● **GIVEN INFORMATION**
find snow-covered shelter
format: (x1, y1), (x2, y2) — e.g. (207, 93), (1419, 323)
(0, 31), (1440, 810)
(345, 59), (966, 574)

* * *

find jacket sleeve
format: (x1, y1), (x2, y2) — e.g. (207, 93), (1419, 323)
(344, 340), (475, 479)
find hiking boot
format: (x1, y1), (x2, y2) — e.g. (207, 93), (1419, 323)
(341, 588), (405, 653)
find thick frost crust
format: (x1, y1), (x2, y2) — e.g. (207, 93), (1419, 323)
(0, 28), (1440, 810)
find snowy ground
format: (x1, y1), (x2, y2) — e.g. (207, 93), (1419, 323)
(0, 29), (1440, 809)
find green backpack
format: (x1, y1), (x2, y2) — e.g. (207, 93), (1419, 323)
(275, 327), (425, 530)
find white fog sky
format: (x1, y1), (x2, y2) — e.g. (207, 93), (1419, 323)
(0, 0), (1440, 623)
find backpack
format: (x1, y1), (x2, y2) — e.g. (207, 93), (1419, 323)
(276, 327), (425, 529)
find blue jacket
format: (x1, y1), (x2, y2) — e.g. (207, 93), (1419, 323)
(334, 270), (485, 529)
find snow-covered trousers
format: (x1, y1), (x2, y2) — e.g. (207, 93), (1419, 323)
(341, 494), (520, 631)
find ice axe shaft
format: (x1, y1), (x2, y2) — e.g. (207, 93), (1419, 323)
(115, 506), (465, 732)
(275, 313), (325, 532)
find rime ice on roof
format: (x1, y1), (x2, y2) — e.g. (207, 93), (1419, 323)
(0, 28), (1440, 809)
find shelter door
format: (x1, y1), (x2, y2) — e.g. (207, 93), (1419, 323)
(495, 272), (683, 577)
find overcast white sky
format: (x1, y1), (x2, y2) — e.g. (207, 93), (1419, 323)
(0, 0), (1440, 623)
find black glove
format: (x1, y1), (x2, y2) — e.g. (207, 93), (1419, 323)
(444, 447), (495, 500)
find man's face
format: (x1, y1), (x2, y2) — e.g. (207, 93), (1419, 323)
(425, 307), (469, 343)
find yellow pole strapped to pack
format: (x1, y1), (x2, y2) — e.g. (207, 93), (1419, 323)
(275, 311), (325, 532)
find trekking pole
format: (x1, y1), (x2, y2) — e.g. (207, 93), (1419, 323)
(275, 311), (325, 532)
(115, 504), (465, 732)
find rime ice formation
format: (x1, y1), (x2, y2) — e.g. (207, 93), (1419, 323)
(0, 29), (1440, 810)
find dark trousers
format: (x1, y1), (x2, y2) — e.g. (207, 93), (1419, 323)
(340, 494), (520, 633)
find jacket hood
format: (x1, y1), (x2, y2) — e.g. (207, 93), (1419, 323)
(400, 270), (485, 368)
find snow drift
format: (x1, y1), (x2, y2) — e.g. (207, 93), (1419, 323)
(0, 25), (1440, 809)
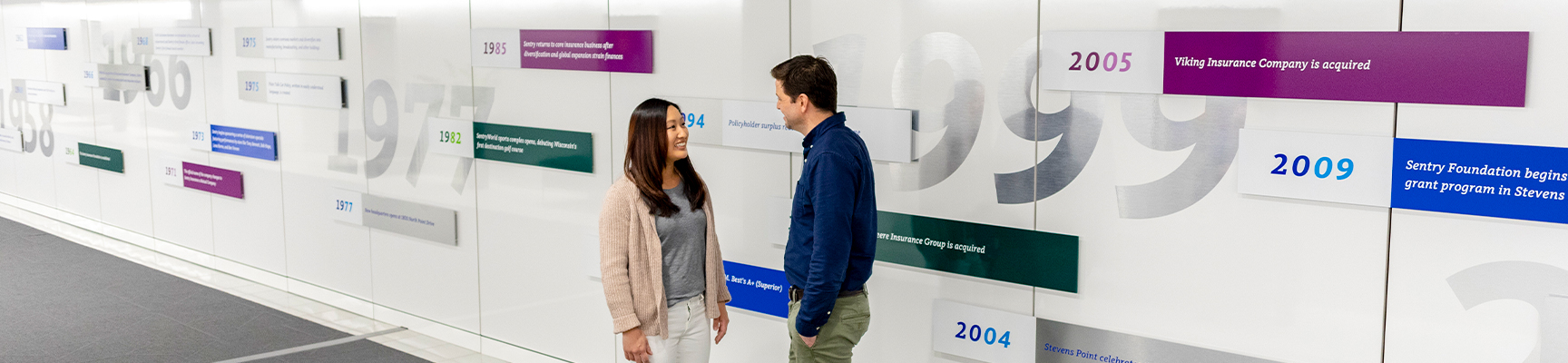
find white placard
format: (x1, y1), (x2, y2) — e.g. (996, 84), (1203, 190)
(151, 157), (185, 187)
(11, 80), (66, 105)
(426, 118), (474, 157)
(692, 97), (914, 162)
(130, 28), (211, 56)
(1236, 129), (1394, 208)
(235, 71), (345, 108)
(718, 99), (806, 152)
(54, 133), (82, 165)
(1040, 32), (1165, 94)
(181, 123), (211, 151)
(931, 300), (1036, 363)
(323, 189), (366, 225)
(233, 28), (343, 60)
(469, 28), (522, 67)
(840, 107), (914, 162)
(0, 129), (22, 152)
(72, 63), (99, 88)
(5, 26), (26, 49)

● **WHAT THIS TASK INVOLVES**
Copy out the part of the material above that opens with the line containing "find snow-covered trousers" and closes with the line containing "(115, 504), (465, 732)", keeping both of those lines.

● **ANSWER TO THE EXERCISE**
find snow-covered trousers
format: (x1, y1), (x2, y2) — e.g. (207, 93), (1419, 323)
(341, 494), (520, 631)
find ice axe shaft
format: (x1, y1), (x2, y2) — e.g. (207, 93), (1419, 323)
(115, 506), (465, 732)
(275, 313), (325, 532)
find rime ice on roof
format: (x1, y1), (x2, y2) — e.g. (207, 93), (1419, 323)
(0, 28), (1440, 809)
find shelter door
format: (x1, y1), (x2, y2) — e.g. (207, 93), (1419, 323)
(495, 272), (683, 577)
find overcast white sky
format: (x1, y1), (x2, y2) — e.g. (207, 93), (1419, 323)
(0, 0), (1440, 623)
find black glove
format: (x1, y1), (x2, y2) — e.g. (207, 93), (1419, 323)
(444, 447), (495, 500)
find man's face
format: (x1, y1), (x2, y2) — e.g. (207, 93), (1419, 323)
(425, 307), (469, 343)
find yellow pole strapped to pack
format: (x1, y1), (x2, y2) — e.g. (207, 93), (1419, 323)
(275, 311), (325, 532)
find trekking pole
format: (x1, y1), (x2, y2) — e.g. (207, 93), (1419, 323)
(275, 311), (325, 532)
(115, 504), (465, 732)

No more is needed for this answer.